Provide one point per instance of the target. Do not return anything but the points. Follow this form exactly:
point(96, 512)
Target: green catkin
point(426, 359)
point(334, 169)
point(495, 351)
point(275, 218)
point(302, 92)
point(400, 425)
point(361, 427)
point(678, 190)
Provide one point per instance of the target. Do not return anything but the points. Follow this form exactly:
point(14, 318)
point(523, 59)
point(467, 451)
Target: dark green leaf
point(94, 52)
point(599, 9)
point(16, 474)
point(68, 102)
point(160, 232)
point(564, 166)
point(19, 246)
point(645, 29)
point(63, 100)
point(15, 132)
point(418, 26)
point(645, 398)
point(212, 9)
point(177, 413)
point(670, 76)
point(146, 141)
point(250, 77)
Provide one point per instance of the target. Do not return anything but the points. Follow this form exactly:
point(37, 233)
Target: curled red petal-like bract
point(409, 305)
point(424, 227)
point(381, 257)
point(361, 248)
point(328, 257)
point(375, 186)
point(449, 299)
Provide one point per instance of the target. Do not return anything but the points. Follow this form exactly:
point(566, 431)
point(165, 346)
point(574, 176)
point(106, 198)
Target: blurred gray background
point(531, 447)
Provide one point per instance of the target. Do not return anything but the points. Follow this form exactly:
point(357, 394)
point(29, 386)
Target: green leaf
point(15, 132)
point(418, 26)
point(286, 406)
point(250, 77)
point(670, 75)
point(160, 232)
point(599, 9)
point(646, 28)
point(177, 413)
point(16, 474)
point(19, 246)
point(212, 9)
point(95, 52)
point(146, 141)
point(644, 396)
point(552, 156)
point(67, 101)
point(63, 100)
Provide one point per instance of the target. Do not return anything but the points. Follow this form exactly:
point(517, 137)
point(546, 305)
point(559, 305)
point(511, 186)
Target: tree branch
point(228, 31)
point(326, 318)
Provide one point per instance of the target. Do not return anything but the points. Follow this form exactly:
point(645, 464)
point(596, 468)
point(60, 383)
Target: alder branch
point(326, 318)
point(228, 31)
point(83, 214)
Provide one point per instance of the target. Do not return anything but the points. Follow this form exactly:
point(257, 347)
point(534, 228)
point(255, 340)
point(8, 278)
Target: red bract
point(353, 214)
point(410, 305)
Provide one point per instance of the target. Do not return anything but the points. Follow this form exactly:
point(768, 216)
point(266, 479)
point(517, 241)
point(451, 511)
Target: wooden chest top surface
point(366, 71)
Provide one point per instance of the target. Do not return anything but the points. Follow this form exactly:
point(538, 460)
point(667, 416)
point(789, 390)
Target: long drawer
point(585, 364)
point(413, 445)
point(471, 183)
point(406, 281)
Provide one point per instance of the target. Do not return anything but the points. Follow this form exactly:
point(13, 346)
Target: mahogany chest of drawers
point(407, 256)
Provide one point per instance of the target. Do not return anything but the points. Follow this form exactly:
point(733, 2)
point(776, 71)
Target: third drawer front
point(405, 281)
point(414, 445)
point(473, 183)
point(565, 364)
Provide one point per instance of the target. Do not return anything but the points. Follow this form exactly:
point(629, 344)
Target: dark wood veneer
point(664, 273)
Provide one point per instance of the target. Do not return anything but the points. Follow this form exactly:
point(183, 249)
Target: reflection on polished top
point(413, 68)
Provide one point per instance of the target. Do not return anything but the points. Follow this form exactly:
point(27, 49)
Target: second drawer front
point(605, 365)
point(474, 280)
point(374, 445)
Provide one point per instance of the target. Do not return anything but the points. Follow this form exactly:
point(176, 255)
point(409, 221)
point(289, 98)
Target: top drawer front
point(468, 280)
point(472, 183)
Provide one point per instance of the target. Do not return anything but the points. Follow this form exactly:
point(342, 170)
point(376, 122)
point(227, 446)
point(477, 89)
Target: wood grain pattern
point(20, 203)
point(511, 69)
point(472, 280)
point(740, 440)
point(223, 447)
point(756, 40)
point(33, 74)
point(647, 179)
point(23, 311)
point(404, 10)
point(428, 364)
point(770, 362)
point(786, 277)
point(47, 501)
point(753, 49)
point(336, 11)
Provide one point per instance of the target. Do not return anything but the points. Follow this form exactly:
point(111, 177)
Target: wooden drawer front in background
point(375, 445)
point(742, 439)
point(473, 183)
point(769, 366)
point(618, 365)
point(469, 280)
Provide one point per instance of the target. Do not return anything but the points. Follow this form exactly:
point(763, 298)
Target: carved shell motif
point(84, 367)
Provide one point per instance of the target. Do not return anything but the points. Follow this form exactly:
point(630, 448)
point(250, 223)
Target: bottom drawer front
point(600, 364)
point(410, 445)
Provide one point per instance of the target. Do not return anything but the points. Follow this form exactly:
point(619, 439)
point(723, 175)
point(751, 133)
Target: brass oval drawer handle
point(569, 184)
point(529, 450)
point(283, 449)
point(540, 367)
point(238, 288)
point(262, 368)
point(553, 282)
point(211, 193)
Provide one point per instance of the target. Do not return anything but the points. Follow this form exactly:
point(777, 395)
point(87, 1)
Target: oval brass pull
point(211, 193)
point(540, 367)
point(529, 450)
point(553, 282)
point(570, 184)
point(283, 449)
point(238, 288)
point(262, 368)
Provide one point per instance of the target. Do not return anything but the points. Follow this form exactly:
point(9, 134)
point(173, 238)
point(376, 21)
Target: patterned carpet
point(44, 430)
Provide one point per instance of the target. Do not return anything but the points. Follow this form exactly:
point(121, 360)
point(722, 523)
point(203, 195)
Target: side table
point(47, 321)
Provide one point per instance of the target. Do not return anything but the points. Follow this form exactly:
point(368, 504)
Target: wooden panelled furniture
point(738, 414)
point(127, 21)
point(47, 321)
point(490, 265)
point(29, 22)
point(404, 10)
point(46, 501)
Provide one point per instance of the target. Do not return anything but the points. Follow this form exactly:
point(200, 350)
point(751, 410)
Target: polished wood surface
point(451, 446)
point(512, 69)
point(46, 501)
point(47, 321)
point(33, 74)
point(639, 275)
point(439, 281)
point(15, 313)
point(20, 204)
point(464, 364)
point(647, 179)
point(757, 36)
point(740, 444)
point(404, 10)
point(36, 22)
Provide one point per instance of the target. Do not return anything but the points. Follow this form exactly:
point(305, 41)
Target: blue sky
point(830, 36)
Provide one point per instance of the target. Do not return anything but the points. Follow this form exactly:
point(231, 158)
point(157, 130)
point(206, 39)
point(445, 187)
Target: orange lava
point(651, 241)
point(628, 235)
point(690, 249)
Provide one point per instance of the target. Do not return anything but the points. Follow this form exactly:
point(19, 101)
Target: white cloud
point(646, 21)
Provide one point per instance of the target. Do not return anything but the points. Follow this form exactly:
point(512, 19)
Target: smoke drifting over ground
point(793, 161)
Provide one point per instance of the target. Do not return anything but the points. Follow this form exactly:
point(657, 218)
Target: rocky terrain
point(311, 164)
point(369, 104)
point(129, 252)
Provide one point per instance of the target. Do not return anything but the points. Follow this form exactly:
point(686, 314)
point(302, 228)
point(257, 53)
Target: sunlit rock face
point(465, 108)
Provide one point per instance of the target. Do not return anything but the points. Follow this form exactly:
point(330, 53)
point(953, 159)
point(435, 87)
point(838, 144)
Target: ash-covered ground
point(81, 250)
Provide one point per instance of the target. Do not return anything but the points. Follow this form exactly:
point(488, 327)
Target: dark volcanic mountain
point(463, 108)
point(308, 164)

_The task:_
Give back the material above exactly as it was given.

_Solution for this task:_
Provide one point per instance of the target. Do not return anything but the points. Follow this form exactly:
point(96, 512)
Target: green catkin
point(426, 359)
point(334, 169)
point(495, 351)
point(275, 218)
point(302, 92)
point(400, 425)
point(361, 427)
point(678, 190)
Provide one point per instance of the target. Do not return anything but the points. Follow this form exactly:
point(14, 318)
point(523, 59)
point(467, 451)
Target: dark green leaf
point(94, 52)
point(599, 9)
point(16, 474)
point(68, 102)
point(160, 232)
point(564, 166)
point(19, 246)
point(645, 29)
point(63, 100)
point(15, 132)
point(418, 26)
point(645, 398)
point(212, 9)
point(177, 413)
point(670, 76)
point(146, 141)
point(250, 77)
Provide one point per instance of the target. Do not return anything but the points. Follow this form exactly:
point(37, 233)
Target: curled red petal-like bract
point(409, 305)
point(424, 227)
point(381, 257)
point(361, 248)
point(328, 257)
point(375, 186)
point(449, 299)
Provide one point per instance of the target. Do not return anything but the points. Follow this form exactly:
point(566, 431)
point(165, 346)
point(574, 176)
point(106, 198)
Target: blurred gray background
point(531, 447)
Provide one point per instance of the target. Do not return anything but the points. Follow this form exactly:
point(357, 394)
point(29, 386)
Target: green leaf
point(15, 132)
point(418, 26)
point(286, 406)
point(250, 77)
point(670, 75)
point(160, 232)
point(599, 9)
point(646, 28)
point(177, 413)
point(16, 474)
point(19, 246)
point(212, 9)
point(95, 52)
point(146, 141)
point(644, 396)
point(552, 156)
point(67, 101)
point(63, 100)
Provide one point per instance of the target. Do not return anything but the points. Follow this form exactly:
point(517, 137)
point(546, 305)
point(559, 305)
point(511, 186)
Target: tree branch
point(228, 31)
point(326, 318)
Provide one point per instance of the target. Do not return anything but the points. Follow this form exactly:
point(645, 464)
point(596, 468)
point(60, 383)
Target: alder branch
point(326, 318)
point(228, 31)
point(83, 214)
Provide one point per instance of the target. Do not return anything but the points. Follow this form exactly:
point(257, 347)
point(534, 228)
point(255, 340)
point(8, 278)
Target: red bract
point(353, 214)
point(410, 305)
Provide one point per instance of the target. Do not return anything but the points. Follow this form exactly:
point(768, 216)
point(266, 479)
point(517, 241)
point(451, 511)
Target: wooden chest top surface
point(366, 71)
Provide one point per instance of the target. Do not return anything but the points. Follow this form exactly:
point(538, 460)
point(667, 416)
point(789, 390)
Target: long drawer
point(585, 364)
point(413, 445)
point(471, 183)
point(406, 281)
Provide one point per instance of the target. Do not return anything but the points. Follow this form exactly:
point(13, 346)
Target: mahogany chest of drawers
point(407, 256)
Provide one point per instance of the target. Do not return anything but the points. Follow this form exactly:
point(733, 2)
point(776, 71)
Target: third drawer front
point(405, 281)
point(414, 445)
point(473, 183)
point(565, 364)
Provide one point per instance of the target. Do not return anything but the points. Follow this form exactly:
point(629, 344)
Target: dark wood veneer
point(664, 273)
Provide one point per instance of the target. Do not return anything but the points. Follow this form exactly:
point(183, 249)
Target: reflection on polished top
point(413, 68)
Provide one point per instance of the target. Do not return anything but the points. Follow this form exactly:
point(27, 49)
Target: second drawer front
point(605, 365)
point(474, 280)
point(374, 445)
Provide one point per instance of the target. Do not return anything but the points. Follow this form exactly:
point(176, 255)
point(409, 221)
point(289, 98)
Target: top drawer front
point(468, 280)
point(472, 183)
Provide one point per instance of the target. Do not return anything but the points. Follow this form exactly:
point(342, 170)
point(376, 122)
point(227, 446)
point(477, 89)
Target: wood grain pattern
point(20, 203)
point(511, 69)
point(472, 280)
point(740, 440)
point(223, 447)
point(756, 40)
point(33, 74)
point(647, 179)
point(23, 311)
point(404, 10)
point(428, 364)
point(770, 362)
point(786, 277)
point(47, 501)
point(753, 49)
point(336, 11)
Provide one point per instance of the target. Do not return anything but the points. Follow this form exactly:
point(111, 177)
Target: wooden drawer front in background
point(375, 445)
point(742, 439)
point(473, 183)
point(769, 366)
point(618, 365)
point(469, 280)
Provide one point per instance of the target. Do not return anything but the points. Follow this form exactly:
point(763, 298)
Target: carved shell motif
point(84, 367)
Provide one point per instance of the target. Do not return anything but the points. Follow this form exactly:
point(630, 448)
point(250, 223)
Target: bottom drawer front
point(600, 364)
point(410, 445)
Provide one point per instance of the target. Do not return anything but the points. Follow this form exactly:
point(619, 439)
point(723, 175)
point(751, 133)
Target: brass oval drawer handle
point(569, 184)
point(529, 450)
point(283, 449)
point(540, 367)
point(238, 288)
point(262, 368)
point(553, 282)
point(211, 193)
Provide one point per instance of the target. Do not return anything but the points. Follow this form exactly:
point(777, 395)
point(87, 1)
Target: oval brass pull
point(211, 193)
point(540, 367)
point(529, 450)
point(553, 282)
point(570, 184)
point(283, 449)
point(238, 288)
point(262, 368)
Provide one point per instance of the target. Do not return anything but the points. Follow this form exactly:
point(9, 134)
point(173, 238)
point(376, 21)
Target: patterned carpet
point(44, 430)
Provide one point per instance of the target. Do not return anything but the points. Follow this form exactly:
point(121, 360)
point(722, 523)
point(203, 195)
Target: side table
point(47, 321)
Provide one point per instance of the target. Do not return anything but the points. Follow this form exactly:
point(368, 504)
Target: wooden panelled furniture
point(738, 414)
point(127, 21)
point(47, 321)
point(490, 265)
point(29, 22)
point(404, 10)
point(46, 501)
Provide one point per instance of the target. Do not return anything but the points. Follow this form exactly:
point(200, 350)
point(751, 410)
Target: polished wood surface
point(451, 446)
point(512, 69)
point(46, 501)
point(47, 321)
point(33, 74)
point(639, 275)
point(439, 281)
point(15, 313)
point(20, 204)
point(464, 364)
point(647, 179)
point(757, 36)
point(740, 444)
point(404, 10)
point(36, 22)
Provide one point per instance of the target. Do not return anything but the points. Follow this form exactly:
point(305, 41)
Target: blue sky
point(830, 36)
Provide one point per instance of the target. Do not return anything but the points. Follow this form exactly:
point(231, 158)
point(157, 130)
point(206, 39)
point(445, 187)
Target: orange lava
point(651, 241)
point(628, 235)
point(690, 249)
Provide one point per instance of the target. Do not return anything but the points. Follow this form exactly:
point(19, 101)
Target: white cloud
point(646, 21)
Provide one point per instance of the target. Do not return anything but the points. Follow this form exactly:
point(512, 19)
Target: smoke drifting over ground
point(793, 161)
Provide one point per instance of the target. Do not return anything but the points. Follow this form exactly:
point(657, 218)
Target: rocky terrain
point(311, 164)
point(369, 104)
point(129, 252)
Provide one point per instance of the target. Do not return anything but the points. Follow this form exactly:
point(686, 314)
point(302, 228)
point(257, 53)
Target: sunlit rock face
point(465, 108)
Provide one point per instance of the target. Do not return anything but the points. Follow this form exactly:
point(330, 53)
point(953, 159)
point(435, 87)
point(838, 144)
Target: ash-covered ground
point(81, 250)
Provide one point per instance of the target. Do not return anything but the points. Follow this form exactly:
point(488, 327)
Target: dark volcanic mountain
point(463, 108)
point(308, 164)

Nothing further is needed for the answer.